PASSAGE TO READ:
========

Re: CREATE COLLATION does not sanitize ICU's BCP 47 language tags. Should it?

From: Noah Misch <noah(at)leadboat(dot)com>
To: Peter Eisentraut <peter(dot)eisentraut(at)2ndquadrant(dot)com>
Cc: Peter Geoghegan <pg(at)bowt(dot)ie>, PostgreSQL Hackers <pgsql-hackers(at)postgresql(dot)org>
Subject: Re: CREATE COLLATION does not sanitize ICU's BCP 47 language tags. Should it?
Date: 2017-09-25 08:26:21
Message-ID: 20170925082621.GB37725@rfd.leadboat.com
Views: Raw Message | Whole Thread | Download mbox | Resend email
Thread:
Lists: pgsql-hackers

On Tue, Sep 19, 2017 at 07:01:47PM -0700, Peter Geoghegan wrote:
> On Tue, Sep 19, 2017 at 5:52 PM, Peter Eisentraut
> <peter(dot)eisentraut(at)2ndquadrant(dot)com> wrote:
> > On 9/18/17 18:46, Peter Geoghegan wrote:
> >> As I pointed out a couple of times already [1], we don't currently
> >> sanitize ICU's BCP 47 language tags within CREATE COLLATION.
> >
> > There is no requirement that the locale strings for ICU need to be BCP
> > 47. ICU locale names like 'de(at)collation=phonebook' are also acceptable.
>
> Right. But, we only document that BCP 47 is supported by Postgres.
> Maybe we can use get_icu_language_tag()/uloc_toLanguageTag() to ensure
> that we end up with BCP 47, even when the user happens to specify the
> legacy syntax. Should we be "canonicalizing" legacy ICU locale strings
> as BCP 47, too?
>
> > The reason they are not validated is that, as you know, ICU accepts any
> > locale string as valid. You appear to have found a way to do some
> > validation, but I would like to see that code.
>
> As I mentioned, I'm simply calling
> get_icu_language_tag()/uloc_toLanguageTag() to do that sanitization.
> The code to get the extra sanitization is completely trivial.
>
> I didn't post the patch that generates the errors in my opening e-mail
> because I'm not confident it's correct just yet. And, I think that I
> see a bigger problem: we pass a string that is almost certainly a BCP
> 47 string to ucol_open() from within pg_newlocale_from_collation(). We
> do so despite the fact that ucol_open() apparently doesn't accept BCP
> 47 syntax locale strings until ICU 54 [1]. Seems entirely possible
> that this accounts for the problems you saw on ICU 4.2, back when we
> were still creating keyword variants (I guess that the keyword
> variants seem very "BCP 47-ish" to me).

========

COLLECTED DATA:
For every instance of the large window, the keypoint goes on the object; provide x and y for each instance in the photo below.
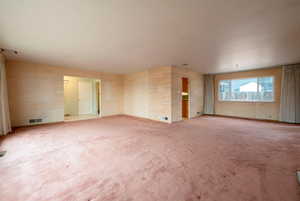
(258, 89)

========

DIRECTIVES:
a – Reproduce the passage of the ICU collation message starting at "On Tue, Sep 19, 2017 at 07:01:47PM" and ending at "within CREATE COLLATION.".
b – Which function names, written with trailing parentheses, appear in the ICU collation message?
Work only from the ICU collation message, not from the data.

CORRECT ANSWERS:
a –
On Tue, Sep 19, 2017 at 07:01:47PM -0700, Peter Geoghegan wrote:
> On Tue, Sep 19, 2017 at 5:52 PM, Peter Eisentraut
> <peter(dot)eisentraut(at)2ndquadrant(dot)com> wrote:
> > On 9/18/17 18:46, Peter Geoghegan wrote:
> >> As I pointed out a couple of times already [1], we don't currently
> >> sanitize ICU's BCP 47 language tags within CREATE COLLATION.

b –
get_icu_language_tag()
uloc_toLanguageTag()
ucol_open()
pg_newlocale_from_collation()